- Request
Select every line in the material below that contains the string "person", and copy those lines.
::: Data provided
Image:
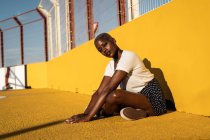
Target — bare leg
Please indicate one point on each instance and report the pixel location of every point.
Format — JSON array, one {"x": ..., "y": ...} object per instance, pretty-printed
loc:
[{"x": 119, "y": 98}]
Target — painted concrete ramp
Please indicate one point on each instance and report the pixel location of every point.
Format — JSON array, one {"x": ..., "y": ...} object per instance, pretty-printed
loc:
[{"x": 39, "y": 114}]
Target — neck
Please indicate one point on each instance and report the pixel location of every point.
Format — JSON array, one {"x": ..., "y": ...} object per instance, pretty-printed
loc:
[{"x": 117, "y": 55}]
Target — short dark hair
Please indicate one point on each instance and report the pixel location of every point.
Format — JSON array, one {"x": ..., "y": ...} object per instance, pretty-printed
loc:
[{"x": 103, "y": 36}]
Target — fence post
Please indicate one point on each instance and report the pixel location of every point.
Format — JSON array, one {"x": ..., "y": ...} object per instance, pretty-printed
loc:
[
  {"x": 122, "y": 12},
  {"x": 71, "y": 23},
  {"x": 21, "y": 39},
  {"x": 2, "y": 47},
  {"x": 45, "y": 33},
  {"x": 90, "y": 19}
]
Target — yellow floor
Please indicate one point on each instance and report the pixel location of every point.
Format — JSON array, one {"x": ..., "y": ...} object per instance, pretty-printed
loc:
[{"x": 39, "y": 114}]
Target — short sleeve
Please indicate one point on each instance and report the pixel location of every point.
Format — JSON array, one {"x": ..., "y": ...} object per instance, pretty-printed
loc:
[
  {"x": 127, "y": 62},
  {"x": 109, "y": 71}
]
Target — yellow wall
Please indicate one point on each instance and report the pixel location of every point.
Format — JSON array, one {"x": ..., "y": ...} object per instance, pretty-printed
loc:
[
  {"x": 174, "y": 38},
  {"x": 37, "y": 75}
]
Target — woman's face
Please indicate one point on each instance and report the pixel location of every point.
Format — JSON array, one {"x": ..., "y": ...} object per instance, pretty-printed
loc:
[{"x": 106, "y": 47}]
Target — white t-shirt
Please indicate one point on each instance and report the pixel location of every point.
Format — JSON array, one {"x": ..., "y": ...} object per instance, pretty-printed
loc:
[{"x": 138, "y": 75}]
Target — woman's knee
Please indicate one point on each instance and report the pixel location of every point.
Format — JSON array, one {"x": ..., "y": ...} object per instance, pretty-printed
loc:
[{"x": 113, "y": 97}]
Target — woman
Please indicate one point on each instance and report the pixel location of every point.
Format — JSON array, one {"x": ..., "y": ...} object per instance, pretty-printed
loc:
[{"x": 140, "y": 95}]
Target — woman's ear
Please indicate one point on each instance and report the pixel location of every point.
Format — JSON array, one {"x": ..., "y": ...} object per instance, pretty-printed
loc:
[{"x": 113, "y": 40}]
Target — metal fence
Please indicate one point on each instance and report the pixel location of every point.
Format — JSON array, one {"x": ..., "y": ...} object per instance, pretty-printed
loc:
[
  {"x": 57, "y": 26},
  {"x": 22, "y": 39}
]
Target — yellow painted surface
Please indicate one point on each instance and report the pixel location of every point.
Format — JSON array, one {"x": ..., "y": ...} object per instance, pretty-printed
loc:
[
  {"x": 37, "y": 75},
  {"x": 174, "y": 38},
  {"x": 38, "y": 114},
  {"x": 79, "y": 70}
]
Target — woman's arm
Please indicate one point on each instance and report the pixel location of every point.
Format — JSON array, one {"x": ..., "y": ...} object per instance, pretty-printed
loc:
[
  {"x": 108, "y": 88},
  {"x": 95, "y": 96}
]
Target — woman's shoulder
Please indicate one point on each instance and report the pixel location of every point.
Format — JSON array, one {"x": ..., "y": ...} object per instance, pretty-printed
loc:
[{"x": 129, "y": 53}]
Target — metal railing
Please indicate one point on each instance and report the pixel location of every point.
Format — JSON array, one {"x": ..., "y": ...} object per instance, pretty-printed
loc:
[{"x": 57, "y": 26}]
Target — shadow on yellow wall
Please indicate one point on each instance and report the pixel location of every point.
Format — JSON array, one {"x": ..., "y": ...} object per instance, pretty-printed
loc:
[{"x": 174, "y": 39}]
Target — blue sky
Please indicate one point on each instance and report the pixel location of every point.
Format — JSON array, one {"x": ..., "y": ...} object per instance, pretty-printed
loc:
[{"x": 9, "y": 8}]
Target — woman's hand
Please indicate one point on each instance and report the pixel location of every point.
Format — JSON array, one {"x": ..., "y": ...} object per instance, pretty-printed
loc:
[{"x": 78, "y": 118}]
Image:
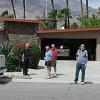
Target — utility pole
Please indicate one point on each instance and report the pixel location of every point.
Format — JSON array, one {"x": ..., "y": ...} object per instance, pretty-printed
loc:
[
  {"x": 46, "y": 9},
  {"x": 87, "y": 9},
  {"x": 67, "y": 16},
  {"x": 81, "y": 2},
  {"x": 24, "y": 7}
]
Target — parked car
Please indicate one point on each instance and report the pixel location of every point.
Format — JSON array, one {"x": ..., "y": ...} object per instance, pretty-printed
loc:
[{"x": 2, "y": 65}]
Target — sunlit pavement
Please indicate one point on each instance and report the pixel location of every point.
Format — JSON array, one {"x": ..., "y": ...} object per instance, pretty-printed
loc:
[
  {"x": 65, "y": 73},
  {"x": 45, "y": 91}
]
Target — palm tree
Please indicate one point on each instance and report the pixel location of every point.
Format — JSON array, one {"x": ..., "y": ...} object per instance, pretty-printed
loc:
[
  {"x": 53, "y": 7},
  {"x": 81, "y": 2},
  {"x": 55, "y": 14},
  {"x": 63, "y": 15},
  {"x": 24, "y": 7},
  {"x": 67, "y": 22},
  {"x": 13, "y": 7},
  {"x": 87, "y": 9}
]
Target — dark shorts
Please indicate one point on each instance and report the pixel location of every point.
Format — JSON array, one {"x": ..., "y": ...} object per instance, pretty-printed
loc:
[
  {"x": 48, "y": 63},
  {"x": 53, "y": 63}
]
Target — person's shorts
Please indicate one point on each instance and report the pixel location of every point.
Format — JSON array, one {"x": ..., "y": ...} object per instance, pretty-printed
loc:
[
  {"x": 53, "y": 63},
  {"x": 47, "y": 63}
]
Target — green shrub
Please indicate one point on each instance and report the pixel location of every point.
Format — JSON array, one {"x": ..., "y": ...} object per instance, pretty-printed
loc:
[{"x": 35, "y": 56}]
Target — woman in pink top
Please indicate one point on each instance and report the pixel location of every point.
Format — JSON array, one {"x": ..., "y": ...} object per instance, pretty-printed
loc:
[{"x": 55, "y": 52}]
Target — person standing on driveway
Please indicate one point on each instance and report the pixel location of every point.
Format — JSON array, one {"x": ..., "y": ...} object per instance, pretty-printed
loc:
[
  {"x": 55, "y": 52},
  {"x": 26, "y": 59},
  {"x": 47, "y": 58},
  {"x": 82, "y": 58}
]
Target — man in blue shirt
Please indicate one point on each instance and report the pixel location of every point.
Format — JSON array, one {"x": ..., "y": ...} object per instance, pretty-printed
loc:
[
  {"x": 47, "y": 58},
  {"x": 82, "y": 58}
]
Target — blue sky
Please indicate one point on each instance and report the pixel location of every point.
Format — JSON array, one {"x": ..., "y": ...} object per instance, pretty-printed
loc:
[{"x": 94, "y": 3}]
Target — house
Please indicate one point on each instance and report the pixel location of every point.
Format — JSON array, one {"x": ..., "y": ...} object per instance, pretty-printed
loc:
[
  {"x": 20, "y": 29},
  {"x": 71, "y": 39},
  {"x": 33, "y": 30}
]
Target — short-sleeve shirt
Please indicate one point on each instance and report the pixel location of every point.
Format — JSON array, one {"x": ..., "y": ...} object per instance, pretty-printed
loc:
[
  {"x": 54, "y": 54},
  {"x": 48, "y": 55},
  {"x": 82, "y": 56}
]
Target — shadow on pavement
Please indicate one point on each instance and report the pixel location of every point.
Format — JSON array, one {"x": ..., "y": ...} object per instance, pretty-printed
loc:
[
  {"x": 5, "y": 79},
  {"x": 88, "y": 82},
  {"x": 40, "y": 67}
]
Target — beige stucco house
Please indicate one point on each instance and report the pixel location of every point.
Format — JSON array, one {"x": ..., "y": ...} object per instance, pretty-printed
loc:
[{"x": 71, "y": 39}]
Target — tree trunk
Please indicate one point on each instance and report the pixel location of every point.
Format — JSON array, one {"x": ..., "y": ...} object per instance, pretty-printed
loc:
[
  {"x": 55, "y": 21},
  {"x": 13, "y": 7},
  {"x": 87, "y": 9},
  {"x": 67, "y": 26},
  {"x": 53, "y": 7},
  {"x": 24, "y": 9},
  {"x": 81, "y": 2}
]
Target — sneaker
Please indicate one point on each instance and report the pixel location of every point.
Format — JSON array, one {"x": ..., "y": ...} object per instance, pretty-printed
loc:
[
  {"x": 55, "y": 75},
  {"x": 76, "y": 82},
  {"x": 82, "y": 83},
  {"x": 48, "y": 77}
]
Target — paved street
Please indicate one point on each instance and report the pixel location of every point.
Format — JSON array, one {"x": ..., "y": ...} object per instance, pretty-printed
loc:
[
  {"x": 60, "y": 88},
  {"x": 65, "y": 73},
  {"x": 42, "y": 91}
]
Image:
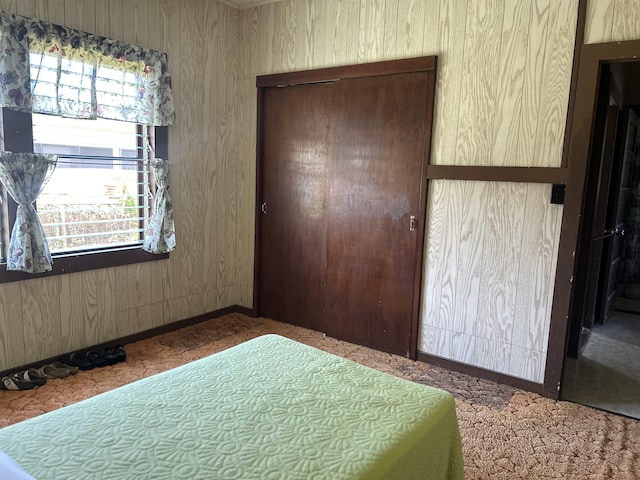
::::::
- Output for this task
Target — person's shorts
Target — person standing on driveway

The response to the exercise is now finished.